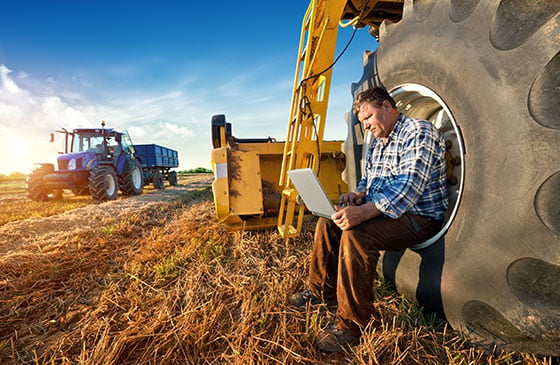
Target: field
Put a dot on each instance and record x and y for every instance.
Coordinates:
(155, 279)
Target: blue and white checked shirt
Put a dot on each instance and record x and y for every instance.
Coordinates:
(407, 174)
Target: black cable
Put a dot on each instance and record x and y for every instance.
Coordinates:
(305, 99)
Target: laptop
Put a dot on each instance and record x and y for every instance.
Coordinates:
(311, 192)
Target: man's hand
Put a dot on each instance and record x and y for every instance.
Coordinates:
(350, 216)
(352, 199)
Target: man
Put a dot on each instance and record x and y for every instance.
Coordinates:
(400, 202)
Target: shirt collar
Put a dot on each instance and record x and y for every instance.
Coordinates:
(396, 129)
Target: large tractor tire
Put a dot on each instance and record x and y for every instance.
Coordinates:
(103, 183)
(487, 73)
(157, 180)
(172, 178)
(131, 181)
(36, 189)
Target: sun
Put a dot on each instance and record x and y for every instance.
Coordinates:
(20, 154)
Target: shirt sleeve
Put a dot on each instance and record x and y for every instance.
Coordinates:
(362, 184)
(407, 183)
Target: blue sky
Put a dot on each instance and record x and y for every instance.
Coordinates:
(157, 69)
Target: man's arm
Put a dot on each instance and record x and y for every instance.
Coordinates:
(350, 216)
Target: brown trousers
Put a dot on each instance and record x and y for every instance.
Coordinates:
(343, 263)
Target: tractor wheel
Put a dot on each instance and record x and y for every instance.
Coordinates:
(157, 180)
(487, 73)
(35, 187)
(172, 178)
(131, 181)
(82, 190)
(103, 183)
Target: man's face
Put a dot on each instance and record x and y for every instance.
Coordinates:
(376, 120)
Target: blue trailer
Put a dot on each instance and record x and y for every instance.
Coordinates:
(157, 162)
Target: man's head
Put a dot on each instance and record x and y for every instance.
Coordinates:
(376, 109)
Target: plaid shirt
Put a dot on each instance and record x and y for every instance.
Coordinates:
(407, 174)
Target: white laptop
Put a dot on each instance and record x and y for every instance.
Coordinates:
(311, 192)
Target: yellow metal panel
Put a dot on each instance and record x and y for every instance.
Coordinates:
(220, 188)
(245, 187)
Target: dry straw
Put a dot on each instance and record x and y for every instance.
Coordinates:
(167, 284)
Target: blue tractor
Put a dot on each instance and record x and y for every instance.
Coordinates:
(96, 161)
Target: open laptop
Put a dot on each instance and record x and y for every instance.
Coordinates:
(311, 192)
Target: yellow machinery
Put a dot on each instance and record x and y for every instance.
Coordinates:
(486, 74)
(252, 189)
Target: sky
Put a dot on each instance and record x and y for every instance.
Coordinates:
(158, 69)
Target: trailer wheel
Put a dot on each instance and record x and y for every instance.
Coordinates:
(103, 183)
(35, 187)
(172, 178)
(157, 180)
(494, 68)
(131, 182)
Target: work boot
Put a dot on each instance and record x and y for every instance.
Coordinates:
(333, 339)
(301, 299)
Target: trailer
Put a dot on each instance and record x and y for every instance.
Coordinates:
(157, 162)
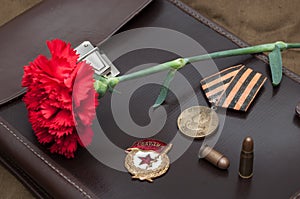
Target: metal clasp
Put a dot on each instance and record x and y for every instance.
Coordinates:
(97, 59)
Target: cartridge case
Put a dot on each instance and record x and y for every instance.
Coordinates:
(246, 158)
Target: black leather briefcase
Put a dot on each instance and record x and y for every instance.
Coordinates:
(270, 121)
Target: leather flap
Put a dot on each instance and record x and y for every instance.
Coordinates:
(24, 38)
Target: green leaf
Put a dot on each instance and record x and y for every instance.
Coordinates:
(276, 65)
(164, 89)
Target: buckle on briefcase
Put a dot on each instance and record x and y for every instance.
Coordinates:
(97, 59)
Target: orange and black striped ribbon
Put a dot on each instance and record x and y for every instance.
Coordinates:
(234, 87)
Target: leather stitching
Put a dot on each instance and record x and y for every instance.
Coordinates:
(228, 35)
(25, 176)
(45, 161)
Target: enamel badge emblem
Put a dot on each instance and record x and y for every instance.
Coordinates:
(147, 159)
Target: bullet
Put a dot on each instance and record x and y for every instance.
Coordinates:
(214, 157)
(298, 109)
(246, 158)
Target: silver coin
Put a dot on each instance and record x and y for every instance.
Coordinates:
(198, 121)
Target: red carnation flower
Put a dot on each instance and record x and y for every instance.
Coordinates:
(60, 99)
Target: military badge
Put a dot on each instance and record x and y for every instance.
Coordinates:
(147, 159)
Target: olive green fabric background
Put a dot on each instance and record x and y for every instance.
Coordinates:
(255, 21)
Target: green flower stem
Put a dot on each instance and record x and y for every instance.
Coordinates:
(181, 62)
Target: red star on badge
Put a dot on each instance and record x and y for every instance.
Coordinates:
(146, 160)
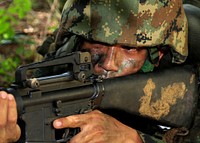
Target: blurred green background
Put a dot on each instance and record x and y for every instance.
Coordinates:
(24, 24)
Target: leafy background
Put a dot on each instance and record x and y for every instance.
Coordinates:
(24, 24)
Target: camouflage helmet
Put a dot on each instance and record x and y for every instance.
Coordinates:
(135, 23)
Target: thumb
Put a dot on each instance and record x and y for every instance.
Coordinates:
(73, 121)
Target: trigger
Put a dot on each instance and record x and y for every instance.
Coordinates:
(68, 134)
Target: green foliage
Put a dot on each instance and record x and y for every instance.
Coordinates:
(10, 16)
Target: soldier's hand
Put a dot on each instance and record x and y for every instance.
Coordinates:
(98, 127)
(9, 130)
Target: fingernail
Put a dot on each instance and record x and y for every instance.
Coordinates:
(3, 95)
(10, 97)
(58, 123)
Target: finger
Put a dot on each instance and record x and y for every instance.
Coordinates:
(3, 108)
(73, 121)
(12, 112)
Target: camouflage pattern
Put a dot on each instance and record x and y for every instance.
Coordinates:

○ ○ ○ ○

■ **PROBLEM TO SOLVE**:
Please repeat, word for word, the lines from the one containing "Target: blurred green background" up to and including the last line.

■ **TASK RESPONSE**:
Target: blurred green background
Put a dot on each instance and record x and y for every instance.
Coordinates:
(24, 24)
Target: leafy background
Put a dot on each instance and record x and y for every instance.
Coordinates:
(24, 24)
Target: camouflage helmet
Put a dot on each instance and record x and y for every instance.
Coordinates:
(135, 23)
Target: thumb
Put a dot on each instance and record x and y for every instance.
Coordinates:
(73, 121)
Target: trigger
Put a dot on each instance and record x and y for every instance.
Coordinates:
(68, 134)
Target: green foliage
Put a dot on each instance and record x and y for every instance.
Coordinates:
(10, 16)
Target: soldier's hand
Put a dot on each instance and record x and y for every instance.
Coordinates:
(98, 127)
(9, 130)
Target: fingernail
Put a dot on each instance and record x and y for every instance.
Coordinates:
(3, 95)
(10, 97)
(58, 123)
Target: finger
Put a dot on each instance and record x and y for every instance.
Coordinates:
(3, 108)
(73, 121)
(12, 112)
Target: camouflage pattern
Put a dot on each instance and record x and y for every instance.
Coordinates:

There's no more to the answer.